◆ Selected extract

☆ ☆ ☆ ☆

Some will claim that such revelation came only to and through the prophets and apostles but Colossians 1:26 says, “… the mystery which has been hidden from ages and from generations, but now has been revealed to His saints.” God’s revelation is to His church, the saints. Of course it began with the prophets of old and continued with His apostles but we the saints now benefit from the ability to hear and know revelation from God.

Now, I will admit that this truth has been abused by many so-called teachers. People are going around claiming to receive personal revelation for the church and others. Such people often do not function within a church setting where revelation is accepted only when it is tested by God’s word so we know what to hold fast to (1 Thess. 5:20, 21). This was the way Jesus trained His disciples and the way the Holy Spirit moved upon the church in those days following the ascension of Jesus. He wanted them to be accountable to one another and to the Holy Spirit and that required close fellowship and “speaking the truth in love” so we can grow spiritually (Eph. 4:15, 16).

There must be testing from God’s word of proposed revelatory statements given in the gatherings of the church and beyond. Paul told the Corinthians “Let two or three prophets speak, and let the others judge. But if anything is revealed to another who sits by, let the first keep silent” 1 Cor. 14:29, 30).” In an open fellowship where people are invited to share (1 Cor. 14:26; Col. 3:16; Eph. 5:18; Acts 2:42)) and others know they are testing what is said by God’s word and the Spirit, it is more difficult for error to enter the church. Heresies die in such an atmosphere but are birthed and thrive in the context of limited fellowship.

☆ ☆ ☆ ☆

◆ Entries
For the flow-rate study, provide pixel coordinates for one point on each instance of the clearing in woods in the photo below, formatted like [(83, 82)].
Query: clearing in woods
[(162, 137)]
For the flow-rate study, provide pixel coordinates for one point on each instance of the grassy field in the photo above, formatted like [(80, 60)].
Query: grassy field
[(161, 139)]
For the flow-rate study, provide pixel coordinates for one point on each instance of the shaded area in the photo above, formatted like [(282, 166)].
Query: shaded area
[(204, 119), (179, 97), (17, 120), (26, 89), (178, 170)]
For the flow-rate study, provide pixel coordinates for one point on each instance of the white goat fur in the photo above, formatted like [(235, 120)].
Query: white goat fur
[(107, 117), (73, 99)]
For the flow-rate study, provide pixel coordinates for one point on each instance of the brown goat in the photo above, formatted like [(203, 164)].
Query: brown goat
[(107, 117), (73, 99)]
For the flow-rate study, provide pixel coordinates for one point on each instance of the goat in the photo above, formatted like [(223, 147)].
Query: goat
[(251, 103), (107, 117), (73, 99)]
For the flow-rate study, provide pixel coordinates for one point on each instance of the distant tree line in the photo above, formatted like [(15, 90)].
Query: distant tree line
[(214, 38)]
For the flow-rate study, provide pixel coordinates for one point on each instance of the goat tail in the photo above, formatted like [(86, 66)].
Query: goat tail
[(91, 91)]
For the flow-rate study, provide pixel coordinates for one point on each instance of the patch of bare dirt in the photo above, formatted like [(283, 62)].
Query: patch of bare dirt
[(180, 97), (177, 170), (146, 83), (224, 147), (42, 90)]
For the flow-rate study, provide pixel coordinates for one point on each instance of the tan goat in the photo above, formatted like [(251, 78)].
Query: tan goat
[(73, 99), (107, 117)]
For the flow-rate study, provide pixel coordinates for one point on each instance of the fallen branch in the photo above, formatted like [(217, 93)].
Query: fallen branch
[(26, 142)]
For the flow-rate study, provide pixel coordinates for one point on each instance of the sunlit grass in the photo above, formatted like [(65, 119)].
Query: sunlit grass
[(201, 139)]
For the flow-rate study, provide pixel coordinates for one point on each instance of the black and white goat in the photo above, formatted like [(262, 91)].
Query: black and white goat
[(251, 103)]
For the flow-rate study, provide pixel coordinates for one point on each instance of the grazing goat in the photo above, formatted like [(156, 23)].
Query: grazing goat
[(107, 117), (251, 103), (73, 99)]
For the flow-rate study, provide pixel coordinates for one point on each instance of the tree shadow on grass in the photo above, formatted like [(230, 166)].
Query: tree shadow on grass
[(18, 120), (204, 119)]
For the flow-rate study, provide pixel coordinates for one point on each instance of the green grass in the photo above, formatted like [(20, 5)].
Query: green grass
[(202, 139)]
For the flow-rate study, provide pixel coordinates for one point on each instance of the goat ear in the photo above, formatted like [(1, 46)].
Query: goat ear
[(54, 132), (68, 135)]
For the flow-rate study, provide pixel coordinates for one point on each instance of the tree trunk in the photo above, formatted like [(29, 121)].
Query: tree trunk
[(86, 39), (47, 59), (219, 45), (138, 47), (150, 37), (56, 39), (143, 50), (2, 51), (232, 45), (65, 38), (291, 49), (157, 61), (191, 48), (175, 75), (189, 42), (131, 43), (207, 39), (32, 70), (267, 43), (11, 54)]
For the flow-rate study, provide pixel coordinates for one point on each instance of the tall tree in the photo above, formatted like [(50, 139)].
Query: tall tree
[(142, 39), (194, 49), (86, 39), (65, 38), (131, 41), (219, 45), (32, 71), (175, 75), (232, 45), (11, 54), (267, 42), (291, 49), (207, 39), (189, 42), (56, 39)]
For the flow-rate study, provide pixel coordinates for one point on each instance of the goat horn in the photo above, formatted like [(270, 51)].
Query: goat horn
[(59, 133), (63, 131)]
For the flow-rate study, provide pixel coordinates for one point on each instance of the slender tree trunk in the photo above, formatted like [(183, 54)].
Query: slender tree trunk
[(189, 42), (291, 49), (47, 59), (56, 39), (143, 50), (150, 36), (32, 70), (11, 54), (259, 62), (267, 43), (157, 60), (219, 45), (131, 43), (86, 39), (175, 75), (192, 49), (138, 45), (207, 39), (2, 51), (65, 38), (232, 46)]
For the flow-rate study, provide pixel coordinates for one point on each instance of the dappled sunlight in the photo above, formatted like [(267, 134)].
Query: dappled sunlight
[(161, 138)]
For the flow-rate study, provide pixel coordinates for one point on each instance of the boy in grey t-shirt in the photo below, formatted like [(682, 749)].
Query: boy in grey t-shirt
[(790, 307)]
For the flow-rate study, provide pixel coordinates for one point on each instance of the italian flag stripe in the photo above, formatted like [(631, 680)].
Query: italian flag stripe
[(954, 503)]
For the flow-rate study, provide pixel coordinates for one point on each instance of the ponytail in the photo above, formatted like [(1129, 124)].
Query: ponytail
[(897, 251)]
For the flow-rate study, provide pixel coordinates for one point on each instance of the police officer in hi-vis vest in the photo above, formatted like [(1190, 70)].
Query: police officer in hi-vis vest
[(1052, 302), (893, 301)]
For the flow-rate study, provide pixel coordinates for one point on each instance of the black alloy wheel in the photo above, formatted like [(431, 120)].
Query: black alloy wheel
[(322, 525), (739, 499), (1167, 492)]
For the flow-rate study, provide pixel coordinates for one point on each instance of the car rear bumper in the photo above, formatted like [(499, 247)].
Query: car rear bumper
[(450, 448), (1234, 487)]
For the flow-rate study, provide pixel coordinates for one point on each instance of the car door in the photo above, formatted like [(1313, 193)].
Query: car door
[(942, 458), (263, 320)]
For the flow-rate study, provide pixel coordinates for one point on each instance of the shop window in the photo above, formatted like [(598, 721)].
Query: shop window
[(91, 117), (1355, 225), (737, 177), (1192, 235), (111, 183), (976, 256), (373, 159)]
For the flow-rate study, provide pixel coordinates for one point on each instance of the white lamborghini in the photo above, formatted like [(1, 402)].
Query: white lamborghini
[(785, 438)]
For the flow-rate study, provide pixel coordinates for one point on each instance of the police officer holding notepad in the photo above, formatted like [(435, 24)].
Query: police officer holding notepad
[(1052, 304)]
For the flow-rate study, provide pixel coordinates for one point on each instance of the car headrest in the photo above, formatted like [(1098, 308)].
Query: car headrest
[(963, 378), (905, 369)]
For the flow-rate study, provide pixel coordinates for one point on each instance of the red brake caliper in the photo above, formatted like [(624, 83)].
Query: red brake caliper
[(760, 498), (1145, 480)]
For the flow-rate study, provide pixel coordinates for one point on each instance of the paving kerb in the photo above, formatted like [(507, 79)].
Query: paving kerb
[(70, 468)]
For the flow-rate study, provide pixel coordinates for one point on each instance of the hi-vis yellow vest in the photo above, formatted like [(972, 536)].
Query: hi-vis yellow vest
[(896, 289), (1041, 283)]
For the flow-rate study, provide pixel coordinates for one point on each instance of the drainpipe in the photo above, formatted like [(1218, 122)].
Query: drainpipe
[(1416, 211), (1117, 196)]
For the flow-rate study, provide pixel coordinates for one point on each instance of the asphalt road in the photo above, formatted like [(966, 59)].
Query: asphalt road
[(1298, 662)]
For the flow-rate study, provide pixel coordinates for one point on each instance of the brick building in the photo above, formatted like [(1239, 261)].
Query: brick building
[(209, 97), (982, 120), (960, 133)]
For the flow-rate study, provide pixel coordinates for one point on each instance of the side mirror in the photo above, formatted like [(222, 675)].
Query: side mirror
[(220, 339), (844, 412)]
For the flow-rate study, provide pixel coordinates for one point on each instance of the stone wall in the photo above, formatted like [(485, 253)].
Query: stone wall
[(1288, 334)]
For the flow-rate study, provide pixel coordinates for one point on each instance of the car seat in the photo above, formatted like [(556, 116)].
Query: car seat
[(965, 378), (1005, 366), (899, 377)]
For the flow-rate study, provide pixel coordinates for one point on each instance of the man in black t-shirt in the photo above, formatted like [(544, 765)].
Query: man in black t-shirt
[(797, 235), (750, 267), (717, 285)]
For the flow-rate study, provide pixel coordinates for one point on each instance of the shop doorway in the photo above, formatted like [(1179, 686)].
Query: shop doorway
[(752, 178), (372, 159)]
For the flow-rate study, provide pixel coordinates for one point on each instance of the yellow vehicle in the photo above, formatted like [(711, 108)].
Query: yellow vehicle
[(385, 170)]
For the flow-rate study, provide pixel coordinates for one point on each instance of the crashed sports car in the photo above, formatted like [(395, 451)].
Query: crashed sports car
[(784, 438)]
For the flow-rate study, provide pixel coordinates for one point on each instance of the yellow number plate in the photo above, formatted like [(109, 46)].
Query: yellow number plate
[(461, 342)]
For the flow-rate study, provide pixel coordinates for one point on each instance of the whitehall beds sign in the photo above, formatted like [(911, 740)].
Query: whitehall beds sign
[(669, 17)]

☆ ☆ ☆ ☆

◆ Written tasks
1) Write out the part of the passage on revelation in the church that opens with the words containing "There must be" and closes with "of limited fellowship.".
2) Extend the passage on testing revelation in the church, picking up after its last sentence.

◆ Answers below
1)
There must be testing from God’s word of proposed revelatory statements given in the gatherings of the church and beyond. Paul told the Corinthians “Let two or three prophets speak, and let the others judge. But if anything is revealed to another who sits by, let the first keep silent” 1 Cor. 14:29, 30).” In an open fellowship where people are invited to share (1 Cor. 14:26; Col. 3:16; Eph. 5:18; Acts 2:42)) and others know they are testing what is said by God’s word and the Spirit, it is more difficult for error to enter the church. Heresies die in such an atmosphere but are birthed and thrive in the context of limited fellowship.

2)
Ephesians 4:16 speaks to this issue: “… from whom the whole body, joined and knit together by what every joint supplies, according to the effective working by which every part does its share, causes growth of the body for the edifying of itself in love.” Spiritual growth is rare in a setting of top-down ministry where the saints are passive and uninvolved. The body is “knit together by what every joint supplies” and when every part is sharing the body grows and edifies itself in love. This is God’s way but not the way of leaders who function in human ability allowing the saints to be “tossed to and fro and carried about with every wind of doctrine, by the trickery of men, in the cunning craftiness of deceitful plotting” (Eph. 4:14).

Regardless of our church situation we all need to find ways to open up fellowship to the body of Christ in the same way the early church came together. How that can be done is up to the leading of the Holy Spirit, the word of God and our ability to hear from Him. But it’s important to hear what the word says about our corporate fellowship as well as the individual walk. Shepherds of the flock need to take that up with the Good Shepherd.

One thing is absolutely true — we must be open to revelation from God, the enlightenment of our hearts so that we may know and experience the spiritual blessings God provides. Those who teach that revelation is no longer available to the church are cutting the saints off from precious, valuable fellowship with God. This also highlights the need for corporate testing in the context of open fellowship in the body of Christ.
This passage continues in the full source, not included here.